>>>

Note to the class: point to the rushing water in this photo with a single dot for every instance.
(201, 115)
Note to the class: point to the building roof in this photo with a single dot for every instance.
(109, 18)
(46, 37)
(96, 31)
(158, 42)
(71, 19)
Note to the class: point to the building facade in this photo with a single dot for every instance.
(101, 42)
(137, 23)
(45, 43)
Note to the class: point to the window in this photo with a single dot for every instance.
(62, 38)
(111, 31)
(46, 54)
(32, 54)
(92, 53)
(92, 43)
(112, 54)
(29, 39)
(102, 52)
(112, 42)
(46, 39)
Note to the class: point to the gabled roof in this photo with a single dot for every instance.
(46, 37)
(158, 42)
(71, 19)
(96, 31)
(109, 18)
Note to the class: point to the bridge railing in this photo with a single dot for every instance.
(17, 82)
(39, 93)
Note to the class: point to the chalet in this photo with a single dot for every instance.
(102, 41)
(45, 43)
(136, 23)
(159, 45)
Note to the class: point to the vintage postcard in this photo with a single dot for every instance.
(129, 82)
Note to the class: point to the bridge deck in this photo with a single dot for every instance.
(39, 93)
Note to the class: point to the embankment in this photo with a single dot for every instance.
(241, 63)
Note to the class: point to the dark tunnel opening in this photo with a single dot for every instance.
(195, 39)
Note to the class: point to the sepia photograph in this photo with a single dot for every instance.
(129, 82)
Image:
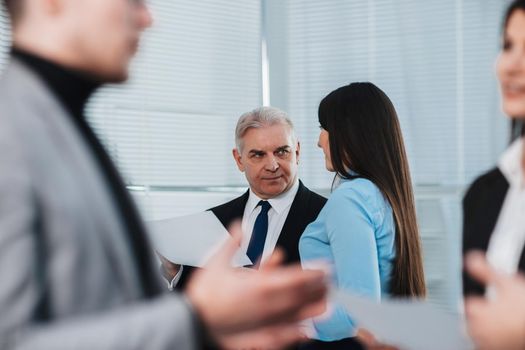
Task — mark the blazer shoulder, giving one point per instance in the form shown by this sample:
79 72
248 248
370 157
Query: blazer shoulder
315 201
489 181
229 211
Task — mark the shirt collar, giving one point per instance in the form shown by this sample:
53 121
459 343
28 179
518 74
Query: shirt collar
510 164
278 203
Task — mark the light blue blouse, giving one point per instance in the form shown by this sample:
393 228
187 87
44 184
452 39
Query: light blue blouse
355 234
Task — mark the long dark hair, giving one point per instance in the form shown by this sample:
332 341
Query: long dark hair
365 136
517 126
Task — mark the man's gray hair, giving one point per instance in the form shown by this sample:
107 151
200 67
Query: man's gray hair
262 117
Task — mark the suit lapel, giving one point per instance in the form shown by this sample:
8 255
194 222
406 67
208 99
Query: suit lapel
294 225
231 211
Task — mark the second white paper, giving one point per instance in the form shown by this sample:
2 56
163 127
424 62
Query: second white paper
192 239
408 325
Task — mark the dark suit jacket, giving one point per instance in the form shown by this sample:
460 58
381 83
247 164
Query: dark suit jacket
305 208
481 207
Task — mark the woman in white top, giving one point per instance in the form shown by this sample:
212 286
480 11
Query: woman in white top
494 213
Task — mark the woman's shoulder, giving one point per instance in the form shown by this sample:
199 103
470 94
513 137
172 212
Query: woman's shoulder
492 179
358 189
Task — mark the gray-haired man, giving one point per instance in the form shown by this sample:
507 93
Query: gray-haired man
267 152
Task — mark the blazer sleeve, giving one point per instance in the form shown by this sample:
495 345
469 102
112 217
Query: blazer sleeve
162 323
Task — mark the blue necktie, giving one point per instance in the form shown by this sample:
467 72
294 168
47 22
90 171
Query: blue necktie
260 229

<<<

Restate each record from above word for word, excluding any picture it holds.

Note to the class: point to the rushing water in this photo with a single dot for every instance.
(201, 115)
Note to the class: point to the building roof in this photo with a single dot for every instance.
(109, 18)
(46, 37)
(96, 31)
(158, 42)
(71, 19)
Note to the class: point to the building facade in this photo with a single dot for every instance.
(101, 42)
(137, 23)
(45, 43)
Note to the class: point to the window in this photo with a single dot for every instance.
(62, 38)
(111, 31)
(46, 54)
(32, 54)
(92, 53)
(92, 43)
(112, 54)
(29, 39)
(102, 52)
(112, 42)
(46, 39)
Note to the class: point to the gabled roof in this photo with a single dot for every instance.
(46, 37)
(158, 42)
(71, 19)
(96, 31)
(109, 18)
Note to the class: point to the bridge railing in this photo with a single dot for every instance.
(17, 82)
(39, 93)
Note to the class: point to the chalet in this photo with a single dot for every instance.
(102, 41)
(45, 43)
(136, 23)
(159, 45)
Note to the class: point to the vintage postcard in this photo with a single dot for every instance.
(129, 82)
Note to the class: point to the bridge deck in this photo with a single dot for every instance.
(39, 93)
Note to the class: point to the embankment in this photo with a single dot for every instance.
(241, 63)
Note to the class: point to the dark tunnel opening in this photo with a single dot for every instance.
(195, 39)
Note to the class: point to the sepia photograph in this photo with a single dot for every instance.
(129, 82)
Image:
Task — mark the blazer shoulder, giving one point per instance in the form shown by this sample:
79 72
248 248
370 157
Query: blazer shoulder
315 201
489 181
229 211
Task — mark the shirt collar, giving one point per instance in the form shown by this sample:
53 121
459 343
28 179
518 74
Query: shirt collar
510 164
278 203
Task — mark the light blue blouse, giving one point per instance in the form shown by this sample:
393 228
187 87
44 184
452 39
Query: light blue blouse
355 234
Task — mark the long dark hair, giving one point per instance in the form shown by this sample:
332 341
Query: long dark hair
365 136
517 126
Task — mark the man's gray hair, giving one point per instance in the form shown by this sample:
107 151
200 67
Query: man's gray hair
262 117
Task — mark the suit lapel, giving one point per instance in the form shown by this sample:
8 255
194 222
406 67
208 99
Query: suit lapel
294 225
231 211
Task — mark the second white paper, giving one point per instance in the form shown by this sample:
2 56
163 127
424 62
Query: second white paper
192 239
408 325
Task — mark the dark suit jacket, giving one point per instance in the form shown by this sample:
460 58
381 83
247 164
Query: dark suit jacket
305 208
481 207
Task — mark the woman in white top, giving one point per instance in the form shown by this sample:
212 286
480 11
Query: woman in white top
494 213
Task — mark the woman's shoulder, giving one point per instance in the form shown by this sample:
199 103
470 94
513 137
172 212
Query: woman's shoulder
492 179
358 189
Task — mark the gray-haired man, giving one point per instance in the form shown by this sample:
507 93
Query: gray-haired man
267 152
Task — mark the blazer sleeve, giving one point per instance in the form shown by this sample:
495 345
469 102
112 217
Query: blazer sleeve
162 323
Task — mark the blue necktie, giving one point per instance in the form shown by this sample:
467 72
294 168
47 22
90 171
Query: blue necktie
260 229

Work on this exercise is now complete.